Passage for review —

In educational settings, many schools in the US use a variety of assessments of students' capability and potential when identifying gifted children. These may include portfolios of student work, classroom observations, achievement tests, and IQ test scores. Most educational professionals accept that no single criterion can be used in isolation to accurately identify a gifted child.
One of the criteria used in identification may be an IQ test score. Until the late 1960s, when "giftedness" was defined solely based on an IQ score, a school district simply set an arbitrary score and a student either did or did not "make the cut". This method is still used by many school districts because it is simple and objective. Although a high IQ score is not the sole indicator of giftedness, usually if a student has a very high IQ, that is a significant indicator of high academic potential. Because of this consideration, if a student scores highly on an IQ test, but performs at an average or below-average level academically, school officials may think that this issue warrants further investigation as an example of underachievement. However, scholars of educational testing point out that a test-taker's scores on any two tests may vary, so a lower score on an achievement test than on an IQ test neither necessarily indicates that the test-taker is underachieving nor necessarily that the school curriculum is under-challenging.

Dataset —
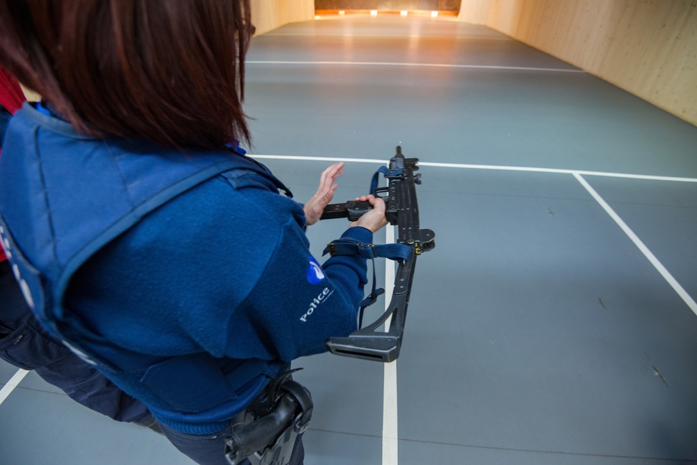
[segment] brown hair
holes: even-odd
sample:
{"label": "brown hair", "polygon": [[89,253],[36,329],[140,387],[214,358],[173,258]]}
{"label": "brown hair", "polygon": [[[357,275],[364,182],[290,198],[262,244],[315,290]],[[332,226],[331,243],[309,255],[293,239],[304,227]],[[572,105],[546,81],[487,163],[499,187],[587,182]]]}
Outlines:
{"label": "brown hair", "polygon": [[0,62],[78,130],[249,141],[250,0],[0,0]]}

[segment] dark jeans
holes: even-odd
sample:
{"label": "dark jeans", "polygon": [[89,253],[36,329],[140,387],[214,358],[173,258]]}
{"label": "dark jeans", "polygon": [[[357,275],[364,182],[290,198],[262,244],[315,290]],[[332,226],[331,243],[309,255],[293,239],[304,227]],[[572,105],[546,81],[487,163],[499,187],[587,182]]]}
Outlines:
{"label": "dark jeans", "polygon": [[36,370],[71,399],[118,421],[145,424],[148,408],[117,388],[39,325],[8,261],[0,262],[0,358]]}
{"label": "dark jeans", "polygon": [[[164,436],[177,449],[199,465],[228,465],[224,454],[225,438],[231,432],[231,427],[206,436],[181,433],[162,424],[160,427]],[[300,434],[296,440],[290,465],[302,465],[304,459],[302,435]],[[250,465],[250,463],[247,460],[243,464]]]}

Activity list —
1) According to the passage on identifying gifted children, why do many school districts still use a set IQ cutoff score?
2) Continue the passage on identifying gifted children, starting after its last sentence.
The records can be set aside; they aren't needed here.

Results in order —
1) Because the method is simple and objective.

2)
IQ classification varies from one publisher to another. IQ tests have poor reliability for determining test-takers' rank order at higher IQ levels, and are perhaps only effective at determining whether a student is gifted rather than distinguishing among levels of giftedness. The Wechsler test manuals have standard score ceilings of 160. However, higher ceilings, including scores into the exceptionally and profoundly gifted range, exist for the WISC-IV and WISC-V, which were specifically normed on large samples of gifted children. Today, the Wechsler child and adult IQ tests are by far the most commonly used IQ tests in hospitals, schools, and private psychological practice. Older versions of the Stanford-Binet test, now obsolete, and the Cattell IQ test purport to yield IQ scores of 180 or higher, but those scores are not comparable to scores on currently normed tests. The Stanford-Binet Third Revision yields consistently higher numerical scores for the same test-taker than scores obtained on current tests. This has prompted some authors on identification of gifted children to promote the Stanford-Binet form L-M, which has long been obsolete, as the only test with a sufficient ceiling to identify the exceptionally and profoundly gifted, despite the Stanford-Binet L-M never having been normed on a representative national sample. Because the instrument is outdated, current results derived from the Stanford-Binet L-M generate inflated and inaccurate scores. The IQ assessment of younger children remains debated.
While many people believe giftedness is a strictly quantitative difference, measurable by IQ tests, some authors on the "experience of being" have described giftedness as a fundamentally different way of perceiving the world, which in turn affects every experience had by the gifted individual. This view is doubted by some scholars who have closely studied gifted children longitudinally.